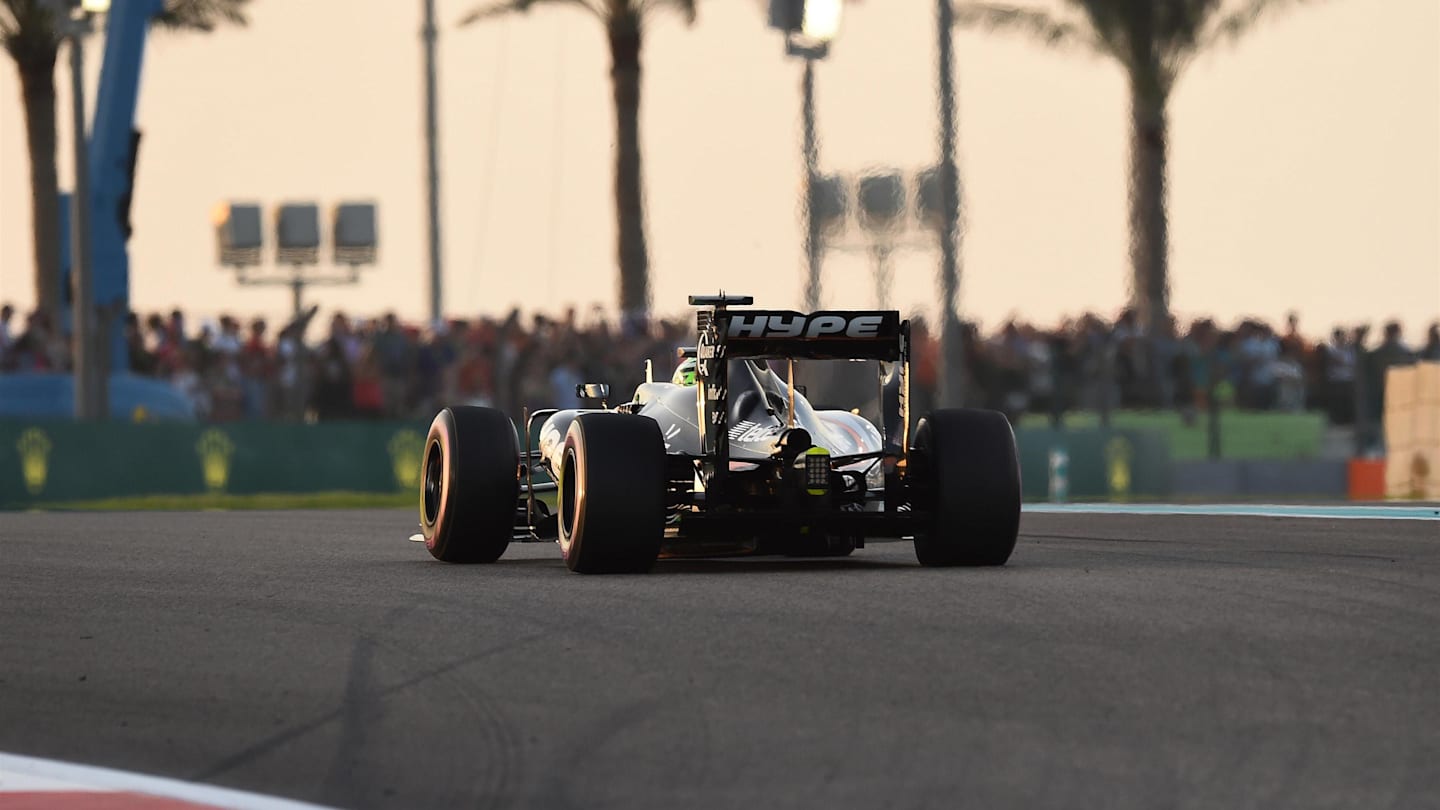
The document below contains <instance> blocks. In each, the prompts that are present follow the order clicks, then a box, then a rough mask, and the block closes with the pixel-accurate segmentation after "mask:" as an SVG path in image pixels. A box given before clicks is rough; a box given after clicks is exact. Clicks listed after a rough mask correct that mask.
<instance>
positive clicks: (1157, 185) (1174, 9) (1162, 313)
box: [955, 0, 1303, 324]
mask: <svg viewBox="0 0 1440 810" xmlns="http://www.w3.org/2000/svg"><path fill="white" fill-rule="evenodd" d="M1295 1H1303V0H1241V3H1238V4H1237V6H1236V7H1230V9H1225V7H1224V6H1225V3H1224V0H1066V6H1068V7H1070V9H1071V12H1073V13H1071V14H1068V16H1053V14H1051V13H1048V12H1045V10H1041V9H1035V7H1017V6H1002V4H992V3H973V1H966V0H960V1H959V3H956V6H955V20H956V25H960V26H968V27H979V29H995V30H1009V32H1018V33H1024V35H1030V36H1032V37H1035V39H1038V40H1040V42H1041V43H1044V45H1050V46H1080V48H1083V49H1087V50H1092V52H1096V53H1100V55H1104V56H1110V58H1113V59H1116V61H1117V62H1119V63H1120V66H1122V68H1125V74H1126V76H1128V78H1129V85H1130V271H1132V277H1130V285H1132V287H1130V294H1132V301H1133V306H1135V307H1136V310H1138V314H1139V317H1140V321H1142V323H1145V324H1159V323H1162V321H1164V320H1165V319H1168V317H1169V278H1168V223H1166V215H1165V173H1166V170H1165V164H1166V151H1168V141H1169V134H1168V120H1166V108H1168V104H1169V97H1171V94H1172V92H1174V89H1175V82H1176V81H1178V79H1179V76H1181V74H1182V72H1184V69H1185V66H1187V65H1189V62H1191V61H1194V58H1195V55H1197V53H1201V52H1204V50H1207V49H1210V48H1212V46H1215V45H1220V43H1224V42H1234V40H1237V39H1240V36H1243V35H1244V33H1246V32H1248V30H1250V29H1251V27H1254V25H1256V23H1257V22H1260V20H1261V19H1263V17H1264V16H1266V14H1267V13H1269V12H1272V10H1273V9H1274V7H1279V6H1282V4H1286V3H1295Z"/></svg>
====================
## Task statement
Pull every line of the material that contains the word "pixels". Case counts.

## Result of this task
The document below contains <instance> blocks. In each, the prompts that are present follow the order clicks, then a box, then a rough mask, and the block closes with the pixel-accurate segmentation after "mask:" as an SVG path in image pixels. A box given before clicks is rough; a box given after clicks is exact. Clicks listed after a rough mask correct that mask.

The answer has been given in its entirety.